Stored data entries
----
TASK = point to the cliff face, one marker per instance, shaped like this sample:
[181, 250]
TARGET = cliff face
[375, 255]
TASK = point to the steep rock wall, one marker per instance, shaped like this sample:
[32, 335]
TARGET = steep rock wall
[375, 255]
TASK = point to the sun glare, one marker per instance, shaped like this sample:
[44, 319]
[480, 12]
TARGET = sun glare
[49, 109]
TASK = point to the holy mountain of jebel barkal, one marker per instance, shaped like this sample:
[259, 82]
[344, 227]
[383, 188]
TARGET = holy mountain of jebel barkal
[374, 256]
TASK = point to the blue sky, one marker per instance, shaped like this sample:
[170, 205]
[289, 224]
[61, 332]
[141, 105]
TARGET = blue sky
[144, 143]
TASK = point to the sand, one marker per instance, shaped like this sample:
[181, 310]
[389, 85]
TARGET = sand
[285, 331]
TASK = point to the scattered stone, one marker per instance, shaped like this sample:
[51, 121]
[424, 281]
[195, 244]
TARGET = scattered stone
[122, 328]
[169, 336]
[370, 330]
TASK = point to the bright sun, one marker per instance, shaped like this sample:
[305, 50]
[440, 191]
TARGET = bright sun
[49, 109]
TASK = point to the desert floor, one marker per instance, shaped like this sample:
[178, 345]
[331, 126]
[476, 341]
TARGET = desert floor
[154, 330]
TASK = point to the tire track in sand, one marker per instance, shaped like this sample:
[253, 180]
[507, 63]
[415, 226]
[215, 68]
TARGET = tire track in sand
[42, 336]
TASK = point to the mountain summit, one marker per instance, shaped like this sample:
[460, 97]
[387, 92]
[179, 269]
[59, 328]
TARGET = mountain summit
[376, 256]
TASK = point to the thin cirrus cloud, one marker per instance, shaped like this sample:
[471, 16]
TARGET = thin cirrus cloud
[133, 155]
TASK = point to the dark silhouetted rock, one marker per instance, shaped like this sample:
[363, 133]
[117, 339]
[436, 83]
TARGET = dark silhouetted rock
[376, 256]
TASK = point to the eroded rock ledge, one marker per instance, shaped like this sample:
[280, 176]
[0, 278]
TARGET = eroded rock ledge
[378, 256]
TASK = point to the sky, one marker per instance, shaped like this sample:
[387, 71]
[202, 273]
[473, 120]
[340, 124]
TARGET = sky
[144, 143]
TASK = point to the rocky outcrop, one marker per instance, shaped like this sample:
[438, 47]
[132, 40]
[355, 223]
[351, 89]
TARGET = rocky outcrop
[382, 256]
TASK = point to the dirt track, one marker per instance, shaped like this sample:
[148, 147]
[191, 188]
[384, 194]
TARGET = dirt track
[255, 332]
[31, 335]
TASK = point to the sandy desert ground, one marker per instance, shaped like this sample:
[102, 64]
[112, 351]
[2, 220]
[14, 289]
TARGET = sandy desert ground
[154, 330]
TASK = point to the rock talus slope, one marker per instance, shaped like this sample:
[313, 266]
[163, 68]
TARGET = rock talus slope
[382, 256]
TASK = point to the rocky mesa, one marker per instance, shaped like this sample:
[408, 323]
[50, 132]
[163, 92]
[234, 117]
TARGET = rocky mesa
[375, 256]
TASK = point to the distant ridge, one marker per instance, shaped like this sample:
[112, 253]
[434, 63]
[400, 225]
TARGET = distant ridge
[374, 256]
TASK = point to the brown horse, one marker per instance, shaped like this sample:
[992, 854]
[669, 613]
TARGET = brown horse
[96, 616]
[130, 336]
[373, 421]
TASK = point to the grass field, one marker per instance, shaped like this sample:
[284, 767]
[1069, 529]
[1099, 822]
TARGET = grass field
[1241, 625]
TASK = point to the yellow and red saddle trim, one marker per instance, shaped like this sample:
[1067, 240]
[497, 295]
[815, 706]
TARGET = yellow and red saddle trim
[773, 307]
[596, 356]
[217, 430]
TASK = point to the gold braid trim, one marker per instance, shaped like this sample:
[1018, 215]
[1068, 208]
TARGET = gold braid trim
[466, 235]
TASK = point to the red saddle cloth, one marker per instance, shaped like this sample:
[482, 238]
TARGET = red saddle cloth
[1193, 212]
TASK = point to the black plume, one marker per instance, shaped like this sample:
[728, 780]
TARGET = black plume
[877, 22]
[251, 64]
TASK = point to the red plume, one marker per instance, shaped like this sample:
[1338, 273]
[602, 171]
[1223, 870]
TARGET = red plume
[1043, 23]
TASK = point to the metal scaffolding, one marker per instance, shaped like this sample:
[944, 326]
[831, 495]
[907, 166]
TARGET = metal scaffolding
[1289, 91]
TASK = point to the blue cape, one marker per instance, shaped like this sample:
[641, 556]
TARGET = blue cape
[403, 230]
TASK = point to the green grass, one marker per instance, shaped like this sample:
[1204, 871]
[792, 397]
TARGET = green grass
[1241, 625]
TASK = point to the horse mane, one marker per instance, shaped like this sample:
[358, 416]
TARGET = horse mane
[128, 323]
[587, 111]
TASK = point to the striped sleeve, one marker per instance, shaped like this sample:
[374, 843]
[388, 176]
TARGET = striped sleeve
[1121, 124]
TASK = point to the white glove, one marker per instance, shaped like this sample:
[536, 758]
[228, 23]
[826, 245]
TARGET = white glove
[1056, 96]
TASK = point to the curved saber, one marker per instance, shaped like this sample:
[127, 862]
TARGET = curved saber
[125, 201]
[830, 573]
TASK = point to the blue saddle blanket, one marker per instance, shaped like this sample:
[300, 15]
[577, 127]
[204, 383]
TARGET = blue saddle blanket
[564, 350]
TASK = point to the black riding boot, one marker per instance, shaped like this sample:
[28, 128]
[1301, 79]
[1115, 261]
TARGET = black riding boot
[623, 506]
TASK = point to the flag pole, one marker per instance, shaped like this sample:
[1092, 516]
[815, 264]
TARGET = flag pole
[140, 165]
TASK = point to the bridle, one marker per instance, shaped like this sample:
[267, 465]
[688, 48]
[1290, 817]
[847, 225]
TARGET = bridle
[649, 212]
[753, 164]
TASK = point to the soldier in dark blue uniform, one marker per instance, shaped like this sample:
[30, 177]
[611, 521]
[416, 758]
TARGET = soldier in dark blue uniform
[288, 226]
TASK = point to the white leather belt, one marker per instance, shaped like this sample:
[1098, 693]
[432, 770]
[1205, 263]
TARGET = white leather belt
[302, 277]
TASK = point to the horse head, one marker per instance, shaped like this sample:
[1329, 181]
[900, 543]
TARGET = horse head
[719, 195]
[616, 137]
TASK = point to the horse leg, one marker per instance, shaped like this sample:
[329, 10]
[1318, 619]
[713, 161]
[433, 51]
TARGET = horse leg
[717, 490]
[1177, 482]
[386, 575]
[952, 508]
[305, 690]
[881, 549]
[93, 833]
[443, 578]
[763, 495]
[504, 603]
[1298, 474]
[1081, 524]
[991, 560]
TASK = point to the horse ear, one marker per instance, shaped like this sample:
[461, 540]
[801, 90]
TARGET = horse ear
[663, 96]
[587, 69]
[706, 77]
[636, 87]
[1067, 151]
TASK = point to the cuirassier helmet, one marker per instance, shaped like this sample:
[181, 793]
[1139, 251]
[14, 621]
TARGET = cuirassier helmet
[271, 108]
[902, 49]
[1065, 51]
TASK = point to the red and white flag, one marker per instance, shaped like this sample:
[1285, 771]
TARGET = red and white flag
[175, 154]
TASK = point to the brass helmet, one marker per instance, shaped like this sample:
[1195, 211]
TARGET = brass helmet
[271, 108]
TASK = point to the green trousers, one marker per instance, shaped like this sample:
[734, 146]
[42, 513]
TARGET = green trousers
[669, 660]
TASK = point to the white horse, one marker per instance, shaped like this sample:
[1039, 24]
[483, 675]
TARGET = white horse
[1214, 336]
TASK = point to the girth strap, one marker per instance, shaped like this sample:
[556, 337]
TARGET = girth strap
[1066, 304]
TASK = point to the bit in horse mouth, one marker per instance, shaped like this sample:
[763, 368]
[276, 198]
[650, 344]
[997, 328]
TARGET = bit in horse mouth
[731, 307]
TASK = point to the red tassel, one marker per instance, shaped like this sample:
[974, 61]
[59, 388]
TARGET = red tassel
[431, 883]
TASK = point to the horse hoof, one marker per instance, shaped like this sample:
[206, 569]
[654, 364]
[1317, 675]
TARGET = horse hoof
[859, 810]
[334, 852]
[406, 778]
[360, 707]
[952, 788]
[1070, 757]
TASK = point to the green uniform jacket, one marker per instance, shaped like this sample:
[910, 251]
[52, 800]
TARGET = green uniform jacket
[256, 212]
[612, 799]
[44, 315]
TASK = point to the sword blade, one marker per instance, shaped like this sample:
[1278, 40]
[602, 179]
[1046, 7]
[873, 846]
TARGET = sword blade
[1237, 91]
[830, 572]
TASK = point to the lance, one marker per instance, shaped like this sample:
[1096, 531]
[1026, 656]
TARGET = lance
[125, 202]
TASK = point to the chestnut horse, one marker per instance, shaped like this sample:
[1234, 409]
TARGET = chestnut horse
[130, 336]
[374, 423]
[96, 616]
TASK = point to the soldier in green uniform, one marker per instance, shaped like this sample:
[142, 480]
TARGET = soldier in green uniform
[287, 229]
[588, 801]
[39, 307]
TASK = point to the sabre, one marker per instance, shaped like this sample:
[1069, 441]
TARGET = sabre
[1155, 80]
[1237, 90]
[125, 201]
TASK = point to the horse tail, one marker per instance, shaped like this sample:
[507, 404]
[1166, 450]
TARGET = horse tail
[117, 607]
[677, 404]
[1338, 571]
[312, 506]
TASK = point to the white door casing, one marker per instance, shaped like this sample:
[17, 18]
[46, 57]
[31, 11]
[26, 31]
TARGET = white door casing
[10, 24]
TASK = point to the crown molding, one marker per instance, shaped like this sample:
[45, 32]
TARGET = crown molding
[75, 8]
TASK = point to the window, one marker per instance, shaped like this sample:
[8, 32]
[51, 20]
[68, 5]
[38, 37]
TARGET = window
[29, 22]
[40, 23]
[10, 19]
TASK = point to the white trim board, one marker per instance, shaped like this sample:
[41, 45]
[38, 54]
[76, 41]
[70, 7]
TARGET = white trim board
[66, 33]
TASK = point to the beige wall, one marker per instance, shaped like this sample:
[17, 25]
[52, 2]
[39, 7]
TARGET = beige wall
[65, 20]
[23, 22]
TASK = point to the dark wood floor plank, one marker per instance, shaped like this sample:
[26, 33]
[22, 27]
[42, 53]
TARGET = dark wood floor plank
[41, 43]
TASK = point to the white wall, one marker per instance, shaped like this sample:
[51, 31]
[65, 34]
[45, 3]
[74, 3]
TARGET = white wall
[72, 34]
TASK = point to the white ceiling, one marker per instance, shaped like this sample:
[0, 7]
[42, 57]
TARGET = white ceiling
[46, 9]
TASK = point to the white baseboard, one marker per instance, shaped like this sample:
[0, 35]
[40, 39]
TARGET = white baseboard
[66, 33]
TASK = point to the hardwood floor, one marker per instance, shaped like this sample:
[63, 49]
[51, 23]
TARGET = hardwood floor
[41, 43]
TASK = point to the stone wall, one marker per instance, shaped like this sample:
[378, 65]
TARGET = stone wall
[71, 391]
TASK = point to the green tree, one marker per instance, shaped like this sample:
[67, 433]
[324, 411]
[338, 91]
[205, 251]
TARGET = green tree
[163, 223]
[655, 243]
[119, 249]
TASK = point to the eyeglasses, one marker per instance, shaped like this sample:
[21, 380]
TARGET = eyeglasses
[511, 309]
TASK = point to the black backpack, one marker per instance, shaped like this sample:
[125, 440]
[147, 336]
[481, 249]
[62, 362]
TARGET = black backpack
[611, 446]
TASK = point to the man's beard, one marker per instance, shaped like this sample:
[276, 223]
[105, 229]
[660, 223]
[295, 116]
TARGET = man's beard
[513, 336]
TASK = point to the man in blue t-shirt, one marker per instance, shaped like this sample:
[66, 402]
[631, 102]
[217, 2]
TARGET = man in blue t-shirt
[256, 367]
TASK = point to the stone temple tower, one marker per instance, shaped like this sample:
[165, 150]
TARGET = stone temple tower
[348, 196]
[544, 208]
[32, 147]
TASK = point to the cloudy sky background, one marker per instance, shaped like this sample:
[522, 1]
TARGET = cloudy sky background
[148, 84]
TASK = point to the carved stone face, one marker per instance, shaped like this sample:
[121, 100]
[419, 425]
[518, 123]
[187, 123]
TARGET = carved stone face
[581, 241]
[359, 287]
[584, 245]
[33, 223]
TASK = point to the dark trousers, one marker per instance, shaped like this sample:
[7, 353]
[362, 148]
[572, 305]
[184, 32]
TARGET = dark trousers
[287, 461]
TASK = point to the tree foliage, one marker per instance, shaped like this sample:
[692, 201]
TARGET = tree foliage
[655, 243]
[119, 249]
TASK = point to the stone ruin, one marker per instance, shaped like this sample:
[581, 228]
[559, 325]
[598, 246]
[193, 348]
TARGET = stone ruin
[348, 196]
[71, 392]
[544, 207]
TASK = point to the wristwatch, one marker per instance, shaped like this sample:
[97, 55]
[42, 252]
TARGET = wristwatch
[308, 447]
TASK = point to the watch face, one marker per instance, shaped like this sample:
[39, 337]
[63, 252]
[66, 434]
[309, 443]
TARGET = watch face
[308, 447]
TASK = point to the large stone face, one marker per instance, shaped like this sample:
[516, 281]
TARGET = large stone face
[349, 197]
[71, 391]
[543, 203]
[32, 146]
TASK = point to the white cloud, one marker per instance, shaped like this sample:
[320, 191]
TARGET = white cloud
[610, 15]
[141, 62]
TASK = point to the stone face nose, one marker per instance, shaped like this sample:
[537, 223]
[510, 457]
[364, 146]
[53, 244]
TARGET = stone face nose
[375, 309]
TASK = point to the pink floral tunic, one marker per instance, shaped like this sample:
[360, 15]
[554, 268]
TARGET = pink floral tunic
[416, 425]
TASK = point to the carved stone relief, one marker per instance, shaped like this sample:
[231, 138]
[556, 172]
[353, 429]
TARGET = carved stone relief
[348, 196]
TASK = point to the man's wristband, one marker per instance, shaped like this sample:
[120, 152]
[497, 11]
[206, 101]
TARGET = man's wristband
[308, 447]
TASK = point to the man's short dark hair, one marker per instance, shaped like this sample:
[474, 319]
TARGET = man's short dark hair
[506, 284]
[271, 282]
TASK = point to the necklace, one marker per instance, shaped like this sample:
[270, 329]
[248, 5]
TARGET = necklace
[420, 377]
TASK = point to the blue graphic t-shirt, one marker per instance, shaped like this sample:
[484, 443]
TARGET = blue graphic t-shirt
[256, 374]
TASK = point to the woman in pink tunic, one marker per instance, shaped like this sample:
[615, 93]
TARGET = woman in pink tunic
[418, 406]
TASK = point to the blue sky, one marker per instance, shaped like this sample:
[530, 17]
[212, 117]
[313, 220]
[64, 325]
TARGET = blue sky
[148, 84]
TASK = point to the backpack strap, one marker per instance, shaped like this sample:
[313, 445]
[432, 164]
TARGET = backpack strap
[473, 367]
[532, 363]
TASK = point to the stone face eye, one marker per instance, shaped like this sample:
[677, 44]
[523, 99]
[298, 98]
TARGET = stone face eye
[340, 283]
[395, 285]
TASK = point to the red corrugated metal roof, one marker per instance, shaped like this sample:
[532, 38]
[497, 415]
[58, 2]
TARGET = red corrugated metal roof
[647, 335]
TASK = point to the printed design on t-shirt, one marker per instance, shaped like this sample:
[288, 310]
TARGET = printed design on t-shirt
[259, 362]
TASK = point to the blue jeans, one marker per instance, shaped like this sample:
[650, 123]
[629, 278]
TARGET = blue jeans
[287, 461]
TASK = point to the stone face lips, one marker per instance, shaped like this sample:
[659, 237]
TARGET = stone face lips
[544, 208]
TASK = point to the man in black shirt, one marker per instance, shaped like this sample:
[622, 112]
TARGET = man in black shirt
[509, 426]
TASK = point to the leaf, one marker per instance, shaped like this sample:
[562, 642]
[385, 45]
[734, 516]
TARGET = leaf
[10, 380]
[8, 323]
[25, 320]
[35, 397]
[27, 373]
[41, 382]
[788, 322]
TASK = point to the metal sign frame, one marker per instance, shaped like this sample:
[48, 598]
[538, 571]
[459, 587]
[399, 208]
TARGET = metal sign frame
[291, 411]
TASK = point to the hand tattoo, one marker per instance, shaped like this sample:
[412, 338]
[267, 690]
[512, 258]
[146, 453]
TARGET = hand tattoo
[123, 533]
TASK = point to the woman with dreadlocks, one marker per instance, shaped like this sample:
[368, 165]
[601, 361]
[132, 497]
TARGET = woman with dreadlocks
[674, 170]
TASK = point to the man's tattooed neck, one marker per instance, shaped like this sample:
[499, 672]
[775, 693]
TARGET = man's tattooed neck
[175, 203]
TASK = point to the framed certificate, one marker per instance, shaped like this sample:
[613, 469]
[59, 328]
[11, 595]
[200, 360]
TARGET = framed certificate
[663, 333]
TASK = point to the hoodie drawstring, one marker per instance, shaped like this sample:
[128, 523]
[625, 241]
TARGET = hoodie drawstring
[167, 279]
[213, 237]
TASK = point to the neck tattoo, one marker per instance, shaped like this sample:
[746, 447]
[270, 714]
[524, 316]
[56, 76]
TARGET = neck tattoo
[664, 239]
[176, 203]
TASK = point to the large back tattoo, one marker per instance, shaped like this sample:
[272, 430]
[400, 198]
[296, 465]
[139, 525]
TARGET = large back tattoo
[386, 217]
----
**Set problem**.
Starting with the line that contains "TASK = point to the flag" and continuing through the line that contains "[1214, 336]", rewrite those lines of data in full, including the requests. Add -57 to every number in the answer point coordinates, and leave the requests and their sample points unchanged.

**Completed task**.
TASK = point to the flag pole, one marker per instance, shaped like this sample:
[1092, 516]
[815, 264]
TARGET = flag pole
[83, 108]
TASK = point to the bridle, one marker per instance, shaped like this sample:
[267, 465]
[688, 48]
[1290, 817]
[847, 225]
TARGET = bridle
[592, 155]
[696, 107]
TASK = point to the soldier in dark blue uniform, one marker per instance, shaped like this sample:
[30, 177]
[611, 521]
[416, 758]
TARGET = soldier in dark blue uniform
[231, 169]
TASK = point to the white leather belt, one marker per instance, shaped like this sample:
[1098, 693]
[432, 770]
[1205, 263]
TARGET = white leather belt
[245, 220]
TASK = point to the horse head, one marker per instance, shaped like this sample:
[1329, 181]
[900, 543]
TARGET = horse head
[662, 138]
[559, 80]
TASK = point to the horse leg, one marker per instance, shaped like this sample:
[329, 10]
[1318, 619]
[713, 161]
[433, 51]
TARGET = horse leg
[660, 433]
[1120, 425]
[329, 518]
[895, 451]
[248, 633]
[824, 492]
[36, 776]
[386, 521]
[706, 438]
[447, 546]
[1241, 417]
[1024, 467]
[934, 503]
TASK = point to the horse ear, one marker per instance, shaped like this sample:
[461, 540]
[801, 90]
TARGET = horse ear
[606, 39]
[530, 12]
[649, 20]
[579, 30]
[1010, 94]
TASK = point to the cuirassier helmet, one marker per instance, shaped like this sample:
[181, 793]
[1139, 251]
[14, 621]
TARGET = cuirassier helmet
[214, 51]
[845, -8]
[1008, -6]
TASK = point to the red and white flag, one marker per instance, shaped like this sample:
[1285, 771]
TARGET = red and white flag
[118, 97]
TASK = point to the brass helmet, one marker per instance, shaped like this sample:
[1195, 211]
TARGET = brass helmet
[214, 51]
TASK = point to the green trousers, one marker per instance, shaped like this sample:
[734, 146]
[42, 513]
TARGET = green trousers
[612, 603]
TASK = point to the white horse, one marker per instance, shaped like this sample:
[1039, 24]
[483, 675]
TARGET = white horse
[1157, 279]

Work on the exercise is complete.